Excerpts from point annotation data
============================================================
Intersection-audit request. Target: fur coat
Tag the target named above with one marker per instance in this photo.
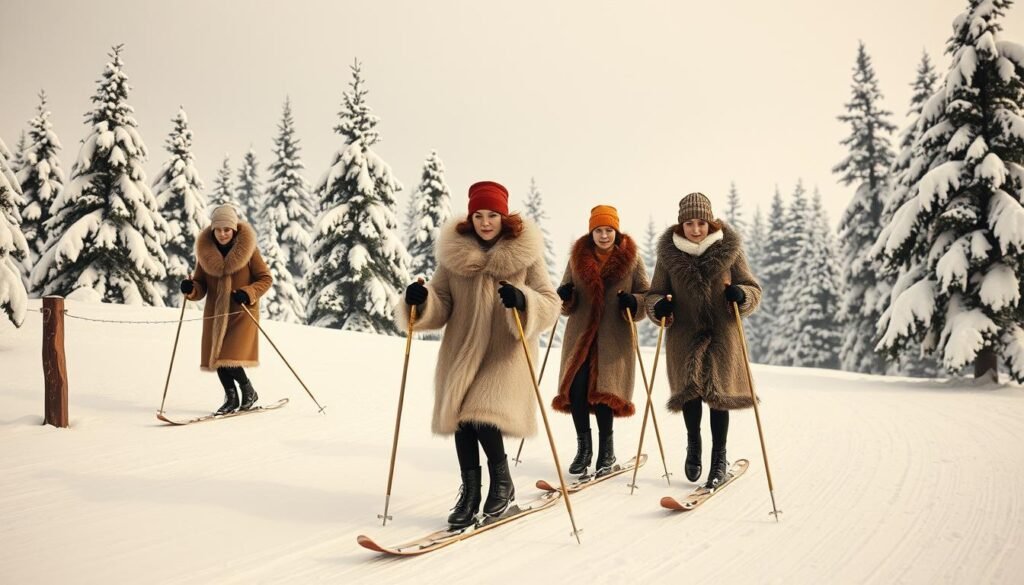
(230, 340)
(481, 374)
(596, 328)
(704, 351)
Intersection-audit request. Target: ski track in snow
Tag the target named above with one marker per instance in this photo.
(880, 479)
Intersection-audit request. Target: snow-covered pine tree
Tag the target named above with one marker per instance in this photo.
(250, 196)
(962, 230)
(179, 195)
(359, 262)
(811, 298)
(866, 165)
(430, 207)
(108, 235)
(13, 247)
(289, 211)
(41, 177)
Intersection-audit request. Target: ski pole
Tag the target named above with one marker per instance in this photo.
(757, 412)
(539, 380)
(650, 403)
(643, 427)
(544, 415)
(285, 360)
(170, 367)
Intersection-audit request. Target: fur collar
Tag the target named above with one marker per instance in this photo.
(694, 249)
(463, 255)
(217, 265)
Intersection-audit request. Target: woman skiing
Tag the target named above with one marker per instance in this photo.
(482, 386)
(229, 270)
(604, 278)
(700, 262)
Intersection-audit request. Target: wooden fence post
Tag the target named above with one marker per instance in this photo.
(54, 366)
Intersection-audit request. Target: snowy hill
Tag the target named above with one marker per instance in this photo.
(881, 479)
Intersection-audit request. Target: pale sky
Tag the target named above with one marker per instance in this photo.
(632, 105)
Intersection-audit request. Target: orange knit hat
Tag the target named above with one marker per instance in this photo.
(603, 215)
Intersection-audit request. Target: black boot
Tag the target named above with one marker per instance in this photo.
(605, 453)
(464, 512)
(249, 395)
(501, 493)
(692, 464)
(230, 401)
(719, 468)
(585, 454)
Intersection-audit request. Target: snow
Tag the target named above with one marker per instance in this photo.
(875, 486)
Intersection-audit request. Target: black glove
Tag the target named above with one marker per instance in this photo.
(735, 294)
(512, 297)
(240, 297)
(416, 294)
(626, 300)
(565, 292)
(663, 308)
============================================================
TO DO
Starting at the line with "Intersection-audit request. Target: fur collar" and running through the end of the items, write those lines out again with "marker" swapped for "point" and nothing else altered.

SOLVED EXERCISE
Intersection-audit request. Target: fur collar
Tag the target named above with one point per instance in this photo.
(694, 249)
(463, 255)
(217, 265)
Intersection-audit request. Target: woman skiing
Tag the target named above with one point per instance in this photo.
(482, 386)
(229, 270)
(604, 278)
(700, 262)
Intersection-audit request. Target: wooden fence post
Tag the target named above with one point per instance in this photo.
(54, 366)
Intersection-audit request. Target: snowy hill
Tag the target named above with one point per instance in this photo.
(881, 479)
Intersection-audit request. Target: pale sky
Tag the target named above with one point per instance in this photo.
(632, 105)
Intersection-audit request. Target: orange knit hat
Tag the target named above with one point per instance in this photo.
(603, 215)
Intersection-audit request. Target: black boot
Tag the target named above with one point per instance in this photo.
(605, 453)
(464, 512)
(249, 395)
(501, 493)
(692, 464)
(230, 401)
(719, 468)
(585, 454)
Intersection-audit request. Target: snow
Tag the target named above with one point per instance in this photo.
(875, 486)
Intersection-audit request. Target: black glove
Tag the target named above with one point per instance in this photo.
(735, 294)
(512, 297)
(240, 297)
(416, 294)
(626, 300)
(565, 292)
(663, 308)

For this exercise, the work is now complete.